*PROBLEM DESCRIPTION*
Below is a listing; reproduce each line of it exactly.
· · · · ·
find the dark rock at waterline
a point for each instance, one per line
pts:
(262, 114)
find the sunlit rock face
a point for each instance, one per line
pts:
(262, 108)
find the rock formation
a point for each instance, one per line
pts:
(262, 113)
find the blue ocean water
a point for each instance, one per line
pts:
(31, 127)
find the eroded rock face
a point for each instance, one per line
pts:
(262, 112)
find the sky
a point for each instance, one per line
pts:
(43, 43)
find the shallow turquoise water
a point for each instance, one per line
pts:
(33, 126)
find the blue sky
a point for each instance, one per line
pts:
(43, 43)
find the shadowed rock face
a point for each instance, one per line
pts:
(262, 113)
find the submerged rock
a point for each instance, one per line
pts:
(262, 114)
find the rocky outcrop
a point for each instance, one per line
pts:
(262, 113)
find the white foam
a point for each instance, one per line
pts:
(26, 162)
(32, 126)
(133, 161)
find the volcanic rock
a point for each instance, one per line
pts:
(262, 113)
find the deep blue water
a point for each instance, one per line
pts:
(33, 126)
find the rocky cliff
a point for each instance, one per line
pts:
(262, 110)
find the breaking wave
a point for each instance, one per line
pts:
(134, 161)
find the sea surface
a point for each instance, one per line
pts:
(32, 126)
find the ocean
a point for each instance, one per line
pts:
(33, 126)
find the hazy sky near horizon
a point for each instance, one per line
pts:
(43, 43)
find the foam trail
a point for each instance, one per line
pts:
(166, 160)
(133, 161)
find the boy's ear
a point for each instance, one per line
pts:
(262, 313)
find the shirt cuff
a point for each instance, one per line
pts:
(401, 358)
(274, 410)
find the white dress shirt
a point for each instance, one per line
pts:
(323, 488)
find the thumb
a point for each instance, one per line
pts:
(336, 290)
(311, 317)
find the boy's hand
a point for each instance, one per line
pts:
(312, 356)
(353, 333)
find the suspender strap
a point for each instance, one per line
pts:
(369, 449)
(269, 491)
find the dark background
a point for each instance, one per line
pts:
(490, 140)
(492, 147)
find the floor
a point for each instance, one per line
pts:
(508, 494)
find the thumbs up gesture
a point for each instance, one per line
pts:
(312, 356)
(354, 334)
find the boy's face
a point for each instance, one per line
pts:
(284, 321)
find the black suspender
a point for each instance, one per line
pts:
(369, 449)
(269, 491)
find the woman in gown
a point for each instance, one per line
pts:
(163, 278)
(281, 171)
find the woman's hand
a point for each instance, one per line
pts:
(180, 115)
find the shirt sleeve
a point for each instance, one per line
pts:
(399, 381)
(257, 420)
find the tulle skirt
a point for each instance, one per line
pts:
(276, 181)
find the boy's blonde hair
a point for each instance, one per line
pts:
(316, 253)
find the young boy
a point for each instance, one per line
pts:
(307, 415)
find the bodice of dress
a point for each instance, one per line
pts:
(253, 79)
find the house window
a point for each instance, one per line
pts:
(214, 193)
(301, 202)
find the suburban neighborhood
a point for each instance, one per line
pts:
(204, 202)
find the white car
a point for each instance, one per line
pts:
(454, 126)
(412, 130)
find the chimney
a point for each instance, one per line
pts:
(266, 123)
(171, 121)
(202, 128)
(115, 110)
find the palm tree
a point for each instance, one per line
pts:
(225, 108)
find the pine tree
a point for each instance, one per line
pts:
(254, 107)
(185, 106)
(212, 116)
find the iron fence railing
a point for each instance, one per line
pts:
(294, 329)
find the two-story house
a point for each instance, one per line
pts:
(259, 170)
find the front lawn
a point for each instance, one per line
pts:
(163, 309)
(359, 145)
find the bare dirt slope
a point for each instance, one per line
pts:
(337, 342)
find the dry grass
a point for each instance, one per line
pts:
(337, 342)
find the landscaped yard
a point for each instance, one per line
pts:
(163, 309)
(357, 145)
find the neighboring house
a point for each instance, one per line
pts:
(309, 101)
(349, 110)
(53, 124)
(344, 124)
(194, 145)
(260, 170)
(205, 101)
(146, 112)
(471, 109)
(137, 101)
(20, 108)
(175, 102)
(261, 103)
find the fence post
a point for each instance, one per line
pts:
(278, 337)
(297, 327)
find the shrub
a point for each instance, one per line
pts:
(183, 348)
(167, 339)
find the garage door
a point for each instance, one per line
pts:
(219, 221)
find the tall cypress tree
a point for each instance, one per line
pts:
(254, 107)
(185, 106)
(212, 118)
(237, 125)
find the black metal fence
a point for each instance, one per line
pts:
· · · · ·
*WRITTEN ANSWER*
find the dark rock at waterline
a point for each instance, one per line
pts:
(262, 114)
find the sunlit rock face
a point for each instance, one per line
pts:
(262, 108)
find the rock formation
a point for each instance, one per line
pts:
(262, 113)
find the blue ocean water
a point for each instance, one per line
pts:
(31, 127)
find the eroded rock face
a point for each instance, one per line
pts:
(262, 112)
find the sky
a point for each instance, one per line
pts:
(43, 43)
find the shallow turquoise water
a point for each instance, one per line
pts:
(33, 126)
find the blue sky
a point for each instance, one per line
pts:
(43, 43)
find the shadowed rock face
a point for each instance, one per line
pts:
(262, 113)
find the submerged rock
a point for each instance, one per line
pts:
(262, 114)
find the rocky outcrop
a point for each instance, one per line
pts:
(262, 113)
find the white foam
a point for each instance, one per line
pts:
(26, 162)
(32, 126)
(133, 161)
find the volcanic rock
a point for each instance, one per line
pts:
(262, 113)
find the deep blue water
a point for each instance, one per line
pts:
(33, 126)
find the rocky cliff
a point for each instance, one per line
pts:
(262, 110)
find the breaking wave
a point for each instance, one per line
pts:
(134, 161)
find the sea surface
a point for each instance, one per line
pts:
(32, 126)
find the ocean
a point for each instance, one per line
pts:
(33, 126)
find the hazy sky near horizon
a point for each instance, one per line
pts:
(43, 43)
find the foam trail
a point for each instance, one per line
pts:
(166, 160)
(133, 161)
find the boy's ear
a point for each instance, one per line
pts:
(262, 313)
find the shirt cuff
a point for each instance, one per line
pts:
(401, 358)
(274, 410)
find the white dress shirt
a point for each instance, one per line
pts:
(323, 488)
find the thumb
a point for each instance, one per line
pts:
(336, 290)
(311, 317)
find the boy's hand
a point for each instance, one per line
pts:
(312, 356)
(353, 333)
find the suspender strap
a point for each instance, one per line
pts:
(369, 449)
(269, 491)
find the dark background
a point for each instance, one per line
pts:
(490, 140)
(492, 147)
find the floor
a point for each instance, one per line
pts:
(508, 494)
find the thumbs up gesture
a point for each instance, one per line
pts:
(312, 356)
(354, 334)
find the boy's face
a point for each instance, one per line
pts:
(284, 321)
find the black suspender
a point for each instance, one per line
pts:
(369, 449)
(269, 491)
find the woman in gown
a point for each instance, one per line
pts:
(163, 278)
(281, 171)
find the woman's hand
a point for each instance, one per line
pts:
(180, 115)
find the shirt sleeve
a point for each instance, one per line
pts:
(399, 381)
(257, 420)
find the tulle skirt
a point for each instance, one per line
pts:
(276, 181)
find the boy's blonde hair
a point for each instance, one per line
pts:
(316, 253)
find the young boy
a point for each instance, one per line
pts:
(307, 415)
find the bodice of dress
a point for each instance, one per line
pts:
(253, 79)
find the house window
a point for each instance, one per line
pts:
(214, 193)
(301, 202)
find the suburban neighborhood
a point for each instance, one per line
pts:
(204, 202)
find the white car
a point for each instance, one per line
pts:
(454, 126)
(412, 130)
find the chimney
a point for each instance, one per line
pts:
(266, 123)
(171, 121)
(202, 128)
(115, 110)
find the palm tree
a point for each instance, one per line
pts:
(225, 108)
find the pine tree
a point for each instance, one per line
pts:
(254, 107)
(185, 106)
(212, 116)
find the iron fence railing
a point for each instance, one per line
pts:
(294, 329)
find the two-story house
a point for each instance, one per line
pts:
(259, 170)
find the front lawn
a point for each instance, one per line
pts:
(163, 309)
(359, 145)
find the bare dirt slope
a point for each instance, one per line
pts:
(337, 342)
find the dry grass
a point for each instance, one per line
pts:
(337, 342)
find the landscaped yard
a point for each instance, one per line
pts:
(163, 309)
(357, 145)
find the neighboring house
a point for each instance, one per line
pts:
(309, 101)
(349, 110)
(53, 124)
(344, 124)
(194, 145)
(260, 170)
(205, 101)
(146, 112)
(471, 109)
(137, 101)
(20, 108)
(175, 102)
(261, 103)
find the fence post
a point for each instance, one per line
pts:
(278, 337)
(297, 327)
find the shrub
a point for each instance, one per line
pts:
(183, 348)
(167, 339)
find the garage door
a point for each instance, one per line
pts:
(219, 221)
find the tall cypress tree
a point for each instance, one per line
pts:
(254, 107)
(185, 106)
(212, 118)
(237, 125)
find the black metal fence
a point for each instance, one per line
pts:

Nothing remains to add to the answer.